___ THE DATA ___

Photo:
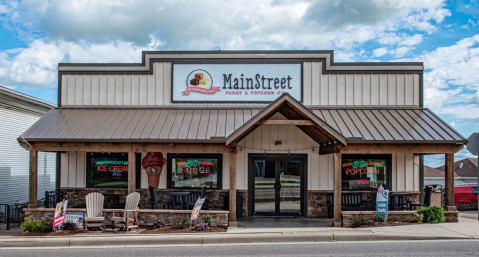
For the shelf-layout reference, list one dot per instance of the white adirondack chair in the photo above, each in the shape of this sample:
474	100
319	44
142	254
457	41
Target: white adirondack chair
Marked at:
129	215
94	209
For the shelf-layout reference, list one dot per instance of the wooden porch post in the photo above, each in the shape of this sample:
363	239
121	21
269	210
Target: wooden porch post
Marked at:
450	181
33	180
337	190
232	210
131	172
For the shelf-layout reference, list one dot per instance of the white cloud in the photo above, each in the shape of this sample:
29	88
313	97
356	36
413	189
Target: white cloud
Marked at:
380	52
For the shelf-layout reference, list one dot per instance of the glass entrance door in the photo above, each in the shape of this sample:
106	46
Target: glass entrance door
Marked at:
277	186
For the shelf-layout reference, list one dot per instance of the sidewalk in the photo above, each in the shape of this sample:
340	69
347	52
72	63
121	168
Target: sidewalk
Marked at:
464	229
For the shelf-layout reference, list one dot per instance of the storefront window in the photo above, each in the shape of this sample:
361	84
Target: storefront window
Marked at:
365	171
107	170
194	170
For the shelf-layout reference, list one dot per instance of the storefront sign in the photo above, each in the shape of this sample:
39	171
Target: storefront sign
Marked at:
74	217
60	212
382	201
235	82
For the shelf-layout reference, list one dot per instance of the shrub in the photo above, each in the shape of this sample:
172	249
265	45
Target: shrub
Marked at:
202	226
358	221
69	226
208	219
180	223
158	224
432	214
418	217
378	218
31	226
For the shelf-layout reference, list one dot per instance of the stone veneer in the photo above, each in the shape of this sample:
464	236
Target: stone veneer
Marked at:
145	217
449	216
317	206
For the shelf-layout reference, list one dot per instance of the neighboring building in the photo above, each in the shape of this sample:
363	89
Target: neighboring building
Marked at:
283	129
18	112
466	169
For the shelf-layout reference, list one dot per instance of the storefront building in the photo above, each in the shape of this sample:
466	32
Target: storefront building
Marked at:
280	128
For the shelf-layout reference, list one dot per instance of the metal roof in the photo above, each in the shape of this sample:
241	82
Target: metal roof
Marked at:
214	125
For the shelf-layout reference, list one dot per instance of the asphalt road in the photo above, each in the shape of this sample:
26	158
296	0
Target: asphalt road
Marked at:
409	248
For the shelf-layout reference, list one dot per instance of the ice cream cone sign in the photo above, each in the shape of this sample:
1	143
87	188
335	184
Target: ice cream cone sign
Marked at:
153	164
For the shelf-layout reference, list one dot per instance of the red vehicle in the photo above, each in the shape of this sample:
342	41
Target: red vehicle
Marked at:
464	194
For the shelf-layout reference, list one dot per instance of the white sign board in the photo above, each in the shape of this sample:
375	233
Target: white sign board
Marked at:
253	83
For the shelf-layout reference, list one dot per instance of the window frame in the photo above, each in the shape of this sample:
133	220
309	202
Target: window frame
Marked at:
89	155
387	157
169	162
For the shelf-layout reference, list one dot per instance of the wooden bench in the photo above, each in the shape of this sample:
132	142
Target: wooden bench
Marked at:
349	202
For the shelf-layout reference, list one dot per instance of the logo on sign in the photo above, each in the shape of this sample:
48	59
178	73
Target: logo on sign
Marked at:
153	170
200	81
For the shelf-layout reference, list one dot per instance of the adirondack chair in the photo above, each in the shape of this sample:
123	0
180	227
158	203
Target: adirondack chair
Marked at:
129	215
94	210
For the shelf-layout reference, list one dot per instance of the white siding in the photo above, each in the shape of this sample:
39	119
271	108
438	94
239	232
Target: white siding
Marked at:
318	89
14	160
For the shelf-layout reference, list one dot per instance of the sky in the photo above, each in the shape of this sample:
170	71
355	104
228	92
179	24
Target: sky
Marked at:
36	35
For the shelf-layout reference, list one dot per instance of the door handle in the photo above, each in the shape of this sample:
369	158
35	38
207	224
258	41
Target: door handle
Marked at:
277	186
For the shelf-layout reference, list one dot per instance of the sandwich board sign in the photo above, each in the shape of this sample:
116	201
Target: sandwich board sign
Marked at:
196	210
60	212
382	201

___
___ THE DATA ___

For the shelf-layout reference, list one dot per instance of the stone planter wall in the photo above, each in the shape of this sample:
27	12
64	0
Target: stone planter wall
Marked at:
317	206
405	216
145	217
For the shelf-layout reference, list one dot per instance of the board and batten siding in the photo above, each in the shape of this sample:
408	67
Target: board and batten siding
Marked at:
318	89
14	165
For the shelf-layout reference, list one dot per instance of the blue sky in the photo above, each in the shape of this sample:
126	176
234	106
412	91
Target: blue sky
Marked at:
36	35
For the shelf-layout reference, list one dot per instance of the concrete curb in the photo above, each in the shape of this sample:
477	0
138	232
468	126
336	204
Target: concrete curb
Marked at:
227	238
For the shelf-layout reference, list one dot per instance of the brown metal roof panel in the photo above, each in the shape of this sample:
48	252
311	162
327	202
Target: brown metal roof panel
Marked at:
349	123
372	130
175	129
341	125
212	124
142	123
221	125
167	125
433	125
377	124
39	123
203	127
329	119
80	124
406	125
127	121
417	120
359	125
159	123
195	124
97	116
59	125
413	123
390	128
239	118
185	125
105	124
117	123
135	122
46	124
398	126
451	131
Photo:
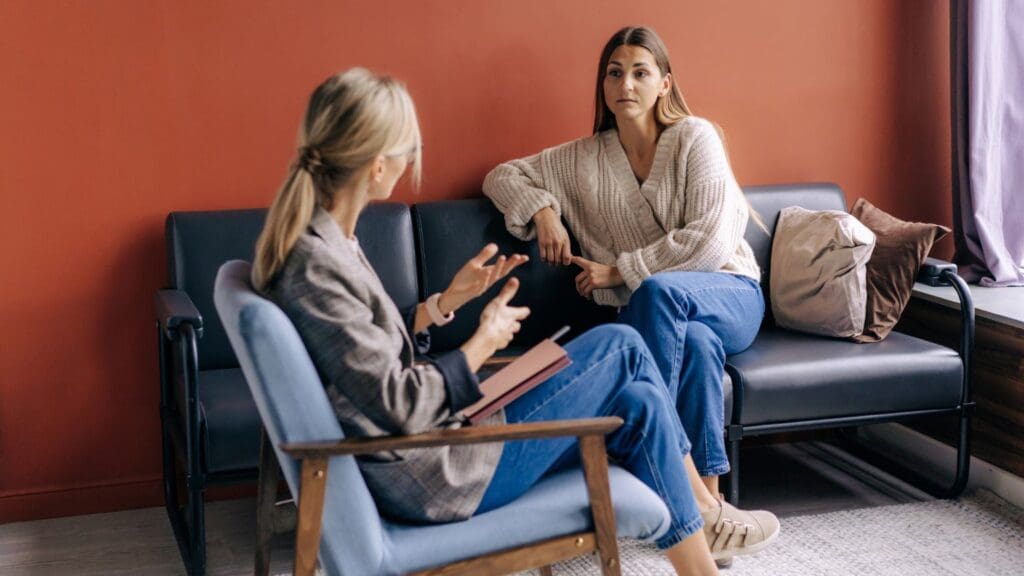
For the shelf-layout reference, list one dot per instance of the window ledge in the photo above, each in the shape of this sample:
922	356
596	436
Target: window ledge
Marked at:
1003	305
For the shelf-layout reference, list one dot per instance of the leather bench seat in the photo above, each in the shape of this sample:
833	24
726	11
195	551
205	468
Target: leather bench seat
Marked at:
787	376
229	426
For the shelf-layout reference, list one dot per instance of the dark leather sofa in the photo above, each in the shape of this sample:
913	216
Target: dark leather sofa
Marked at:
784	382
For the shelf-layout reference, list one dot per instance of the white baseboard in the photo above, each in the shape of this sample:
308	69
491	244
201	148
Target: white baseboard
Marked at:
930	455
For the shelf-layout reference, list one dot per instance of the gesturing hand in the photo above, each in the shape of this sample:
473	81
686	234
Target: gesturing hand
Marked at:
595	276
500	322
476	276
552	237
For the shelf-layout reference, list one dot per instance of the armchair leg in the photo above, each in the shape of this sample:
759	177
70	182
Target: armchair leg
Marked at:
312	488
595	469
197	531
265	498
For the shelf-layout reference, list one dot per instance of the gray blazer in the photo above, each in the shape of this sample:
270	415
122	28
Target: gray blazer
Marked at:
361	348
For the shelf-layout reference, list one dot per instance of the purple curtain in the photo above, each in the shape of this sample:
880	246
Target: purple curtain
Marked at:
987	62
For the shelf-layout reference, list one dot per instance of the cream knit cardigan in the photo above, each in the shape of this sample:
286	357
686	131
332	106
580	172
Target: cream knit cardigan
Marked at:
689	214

___

* [YOUR GOAL]
If you tally the lines in the entries above that contain the string "road", counting only matches in the same case, what number do you get? Reply with the number only.

* [FULL SOLUTION]
2